— Start ENTRIES PROVIDED —

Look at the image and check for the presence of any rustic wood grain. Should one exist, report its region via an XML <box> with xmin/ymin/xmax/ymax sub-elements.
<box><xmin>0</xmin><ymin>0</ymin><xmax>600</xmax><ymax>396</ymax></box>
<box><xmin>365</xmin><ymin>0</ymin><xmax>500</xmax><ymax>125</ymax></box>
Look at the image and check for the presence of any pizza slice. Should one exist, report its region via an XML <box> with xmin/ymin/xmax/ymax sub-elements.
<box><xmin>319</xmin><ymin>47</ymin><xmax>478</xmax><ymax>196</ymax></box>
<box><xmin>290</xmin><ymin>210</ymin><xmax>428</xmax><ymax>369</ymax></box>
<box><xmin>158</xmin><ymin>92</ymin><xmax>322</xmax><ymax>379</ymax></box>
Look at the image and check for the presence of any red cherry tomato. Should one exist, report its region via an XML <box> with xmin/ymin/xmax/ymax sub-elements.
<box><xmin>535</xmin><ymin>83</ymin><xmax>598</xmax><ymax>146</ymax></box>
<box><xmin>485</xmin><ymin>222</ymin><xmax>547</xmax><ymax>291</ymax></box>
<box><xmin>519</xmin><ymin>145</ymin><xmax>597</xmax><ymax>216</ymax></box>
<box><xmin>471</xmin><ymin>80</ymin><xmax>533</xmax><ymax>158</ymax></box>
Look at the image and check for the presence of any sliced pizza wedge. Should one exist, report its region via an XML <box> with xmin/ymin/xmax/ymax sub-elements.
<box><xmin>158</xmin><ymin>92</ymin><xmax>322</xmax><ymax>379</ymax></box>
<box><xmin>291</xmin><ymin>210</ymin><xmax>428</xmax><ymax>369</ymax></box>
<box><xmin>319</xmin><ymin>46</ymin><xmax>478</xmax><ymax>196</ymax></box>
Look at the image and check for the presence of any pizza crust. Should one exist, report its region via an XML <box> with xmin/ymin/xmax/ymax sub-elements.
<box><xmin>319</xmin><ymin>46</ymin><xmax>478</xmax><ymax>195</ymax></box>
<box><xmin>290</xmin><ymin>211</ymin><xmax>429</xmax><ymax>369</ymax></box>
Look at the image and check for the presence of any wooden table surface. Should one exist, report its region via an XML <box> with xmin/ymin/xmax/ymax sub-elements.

— End ENTRIES PROVIDED —

YOUR INSTRUCTIONS = Identify each line in the data above that contains the word "exist" and copy those lines in full.

EXERCISE RESULT =
Look at the image and check for the presence of any rustic wood grain. Should one exist, report its region via an XML <box> with xmin/ymin/xmax/ymax sub-elements.
Look at the image and check for the presence of any pizza slice. Should one exist, report its region via an XML <box> with xmin/ymin/xmax/ymax sub-elements.
Look at the image and check for the presence of any red cherry tomato. Should one exist, report its region via an XML <box> with xmin/ymin/xmax/ymax sub-elements.
Look at the image and check for the presence of any sliced pizza wedge. Should one exist, report its region via an XML <box> with xmin/ymin/xmax/ymax sub-elements.
Look at the image and check for the presence of any pizza crust. Should one exist, report its region via an XML <box> with xmin/ymin/xmax/ymax sub-elements.
Look at the image and check for the presence of any wooden table surface. Should one exist, report its region via an XML <box> with xmin/ymin/xmax/ymax sub-elements.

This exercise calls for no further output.